Task instructions »
Transcribe the records below line by line, exactly as they read.

Material to process »
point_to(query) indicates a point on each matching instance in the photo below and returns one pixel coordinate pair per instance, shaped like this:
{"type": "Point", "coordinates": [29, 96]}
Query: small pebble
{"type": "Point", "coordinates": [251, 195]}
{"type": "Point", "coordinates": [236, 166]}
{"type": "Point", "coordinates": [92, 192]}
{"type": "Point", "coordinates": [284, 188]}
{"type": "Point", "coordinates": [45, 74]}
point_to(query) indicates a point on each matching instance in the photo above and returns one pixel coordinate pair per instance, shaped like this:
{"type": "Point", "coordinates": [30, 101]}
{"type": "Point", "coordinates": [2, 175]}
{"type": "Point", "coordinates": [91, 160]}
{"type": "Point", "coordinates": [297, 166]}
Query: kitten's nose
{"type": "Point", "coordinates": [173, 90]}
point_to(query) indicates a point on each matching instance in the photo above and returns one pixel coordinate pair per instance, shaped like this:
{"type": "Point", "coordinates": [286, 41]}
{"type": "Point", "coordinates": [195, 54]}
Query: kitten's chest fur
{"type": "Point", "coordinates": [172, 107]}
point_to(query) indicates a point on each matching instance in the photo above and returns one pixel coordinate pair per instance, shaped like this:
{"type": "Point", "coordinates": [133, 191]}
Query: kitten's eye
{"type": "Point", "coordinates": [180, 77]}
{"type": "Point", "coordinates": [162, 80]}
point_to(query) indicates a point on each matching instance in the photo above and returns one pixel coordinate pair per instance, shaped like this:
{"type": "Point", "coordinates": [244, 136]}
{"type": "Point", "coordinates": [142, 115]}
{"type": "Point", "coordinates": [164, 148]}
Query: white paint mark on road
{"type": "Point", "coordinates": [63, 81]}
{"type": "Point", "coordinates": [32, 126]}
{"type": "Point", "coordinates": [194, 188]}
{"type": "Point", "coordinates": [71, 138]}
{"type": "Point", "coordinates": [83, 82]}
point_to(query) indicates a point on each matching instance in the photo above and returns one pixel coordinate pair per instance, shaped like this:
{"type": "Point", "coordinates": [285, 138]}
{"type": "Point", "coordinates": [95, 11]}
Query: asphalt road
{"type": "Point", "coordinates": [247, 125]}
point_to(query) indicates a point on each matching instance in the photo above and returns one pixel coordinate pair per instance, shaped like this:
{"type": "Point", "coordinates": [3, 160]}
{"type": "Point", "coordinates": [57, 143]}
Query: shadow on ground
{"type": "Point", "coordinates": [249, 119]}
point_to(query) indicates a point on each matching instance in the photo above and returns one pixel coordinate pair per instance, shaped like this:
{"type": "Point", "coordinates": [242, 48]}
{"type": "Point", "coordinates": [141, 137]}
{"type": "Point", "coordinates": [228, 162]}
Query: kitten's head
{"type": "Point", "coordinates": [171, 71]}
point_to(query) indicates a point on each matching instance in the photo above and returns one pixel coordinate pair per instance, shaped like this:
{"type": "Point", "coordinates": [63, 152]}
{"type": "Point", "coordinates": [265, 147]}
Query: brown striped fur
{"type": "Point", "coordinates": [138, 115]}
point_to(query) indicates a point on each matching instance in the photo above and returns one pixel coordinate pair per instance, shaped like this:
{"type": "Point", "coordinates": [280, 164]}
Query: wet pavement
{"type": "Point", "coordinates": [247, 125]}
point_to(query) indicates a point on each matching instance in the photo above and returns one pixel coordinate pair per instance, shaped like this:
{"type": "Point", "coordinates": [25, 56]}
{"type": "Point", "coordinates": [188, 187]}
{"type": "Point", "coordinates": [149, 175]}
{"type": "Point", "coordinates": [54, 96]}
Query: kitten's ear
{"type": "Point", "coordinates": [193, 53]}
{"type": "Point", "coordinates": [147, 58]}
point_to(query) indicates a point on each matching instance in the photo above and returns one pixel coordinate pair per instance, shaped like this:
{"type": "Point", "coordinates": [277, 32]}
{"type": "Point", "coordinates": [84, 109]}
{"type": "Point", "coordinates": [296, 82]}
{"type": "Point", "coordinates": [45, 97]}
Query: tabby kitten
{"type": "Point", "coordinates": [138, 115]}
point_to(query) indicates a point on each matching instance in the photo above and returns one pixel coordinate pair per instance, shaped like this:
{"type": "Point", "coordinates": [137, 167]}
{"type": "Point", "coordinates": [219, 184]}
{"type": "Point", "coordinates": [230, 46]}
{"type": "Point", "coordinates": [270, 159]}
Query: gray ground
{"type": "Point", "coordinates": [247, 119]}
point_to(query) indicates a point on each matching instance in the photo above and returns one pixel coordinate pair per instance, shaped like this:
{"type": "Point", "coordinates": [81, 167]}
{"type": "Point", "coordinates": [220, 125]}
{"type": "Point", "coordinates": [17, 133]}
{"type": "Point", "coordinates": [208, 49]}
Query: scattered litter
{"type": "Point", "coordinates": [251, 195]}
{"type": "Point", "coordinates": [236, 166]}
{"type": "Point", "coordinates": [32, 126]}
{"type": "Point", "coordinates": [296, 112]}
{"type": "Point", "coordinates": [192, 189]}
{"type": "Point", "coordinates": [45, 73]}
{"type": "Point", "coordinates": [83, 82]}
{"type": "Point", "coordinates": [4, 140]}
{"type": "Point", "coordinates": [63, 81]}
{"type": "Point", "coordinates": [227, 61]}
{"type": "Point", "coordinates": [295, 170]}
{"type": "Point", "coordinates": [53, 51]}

Exercise response »
point_to(query) indicates a point on each matching instance in the photo below and returns one pixel coordinate pair per instance, shaped like this:
{"type": "Point", "coordinates": [29, 96]}
Query: small pebble
{"type": "Point", "coordinates": [251, 195]}
{"type": "Point", "coordinates": [236, 166]}
{"type": "Point", "coordinates": [92, 192]}
{"type": "Point", "coordinates": [284, 188]}
{"type": "Point", "coordinates": [45, 74]}
point_to(query) indicates a point on each matching instance in the photo above and returns one pixel coordinate pair per instance, shaped like this:
{"type": "Point", "coordinates": [30, 101]}
{"type": "Point", "coordinates": [2, 175]}
{"type": "Point", "coordinates": [91, 160]}
{"type": "Point", "coordinates": [297, 166]}
Query: kitten's nose
{"type": "Point", "coordinates": [173, 90]}
point_to(query) indicates a point on each matching instance in the photo above and returns one pixel coordinate pair per instance, shaped like this:
{"type": "Point", "coordinates": [286, 41]}
{"type": "Point", "coordinates": [195, 54]}
Query: kitten's chest fur
{"type": "Point", "coordinates": [172, 107]}
point_to(query) indicates a point on each matching instance in the photo above and returns one pixel coordinate pair per instance, shaped like this:
{"type": "Point", "coordinates": [133, 191]}
Query: kitten's eye
{"type": "Point", "coordinates": [180, 77]}
{"type": "Point", "coordinates": [162, 80]}
point_to(query) indicates a point on each matching instance in the photo above and returns one pixel coordinate pair per instance, shaped like this:
{"type": "Point", "coordinates": [244, 136]}
{"type": "Point", "coordinates": [142, 115]}
{"type": "Point", "coordinates": [164, 148]}
Query: white paint mark on road
{"type": "Point", "coordinates": [63, 81]}
{"type": "Point", "coordinates": [32, 126]}
{"type": "Point", "coordinates": [194, 188]}
{"type": "Point", "coordinates": [71, 138]}
{"type": "Point", "coordinates": [83, 82]}
point_to(query) indicates a point on each matching instance in the photo above and returns one pixel coordinate pair per instance, shaped like this:
{"type": "Point", "coordinates": [285, 138]}
{"type": "Point", "coordinates": [95, 11]}
Query: asphalt road
{"type": "Point", "coordinates": [247, 125]}
point_to(query) indicates a point on each matching instance in the photo above and returns one pixel coordinate pair per instance, shaped like this:
{"type": "Point", "coordinates": [3, 160]}
{"type": "Point", "coordinates": [57, 143]}
Query: shadow on ground
{"type": "Point", "coordinates": [249, 119]}
point_to(query) indicates a point on each matching instance in the photo above and returns one pixel coordinate pair per instance, shaped like this:
{"type": "Point", "coordinates": [242, 48]}
{"type": "Point", "coordinates": [141, 137]}
{"type": "Point", "coordinates": [228, 162]}
Query: kitten's head
{"type": "Point", "coordinates": [171, 71]}
point_to(query) indicates a point on each matching instance in the photo above and returns one pixel coordinate pair per instance, shaped like this:
{"type": "Point", "coordinates": [63, 152]}
{"type": "Point", "coordinates": [265, 147]}
Query: brown striped fur
{"type": "Point", "coordinates": [138, 115]}
point_to(query) indicates a point on each matching instance in the photo above and returns one pixel coordinate pair per instance, shaped like this:
{"type": "Point", "coordinates": [280, 164]}
Query: wet pavement
{"type": "Point", "coordinates": [247, 125]}
point_to(query) indicates a point on each matching instance in the photo above and returns one pixel coordinate pair per instance, shaped like this:
{"type": "Point", "coordinates": [25, 56]}
{"type": "Point", "coordinates": [188, 187]}
{"type": "Point", "coordinates": [149, 175]}
{"type": "Point", "coordinates": [54, 96]}
Query: kitten's ear
{"type": "Point", "coordinates": [193, 53]}
{"type": "Point", "coordinates": [147, 58]}
point_to(query) indicates a point on each matching instance in the photo above and returns one pixel coordinate pair per instance, shaped like this:
{"type": "Point", "coordinates": [277, 32]}
{"type": "Point", "coordinates": [84, 109]}
{"type": "Point", "coordinates": [296, 82]}
{"type": "Point", "coordinates": [45, 97]}
Query: tabby kitten
{"type": "Point", "coordinates": [138, 115]}
point_to(query) indicates a point on each matching instance in the photo above and returns one pixel coordinate pair per instance, shaped like this:
{"type": "Point", "coordinates": [137, 167]}
{"type": "Point", "coordinates": [219, 184]}
{"type": "Point", "coordinates": [230, 46]}
{"type": "Point", "coordinates": [270, 159]}
Query: gray ground
{"type": "Point", "coordinates": [247, 119]}
point_to(query) indicates a point on each matching instance in the photo above and returns one pixel coordinate pair per instance, shaped like this:
{"type": "Point", "coordinates": [81, 167]}
{"type": "Point", "coordinates": [220, 125]}
{"type": "Point", "coordinates": [17, 133]}
{"type": "Point", "coordinates": [208, 49]}
Query: scattered litter
{"type": "Point", "coordinates": [251, 195]}
{"type": "Point", "coordinates": [236, 166]}
{"type": "Point", "coordinates": [32, 126]}
{"type": "Point", "coordinates": [296, 112]}
{"type": "Point", "coordinates": [192, 189]}
{"type": "Point", "coordinates": [45, 73]}
{"type": "Point", "coordinates": [83, 82]}
{"type": "Point", "coordinates": [4, 140]}
{"type": "Point", "coordinates": [63, 81]}
{"type": "Point", "coordinates": [227, 61]}
{"type": "Point", "coordinates": [295, 170]}
{"type": "Point", "coordinates": [53, 51]}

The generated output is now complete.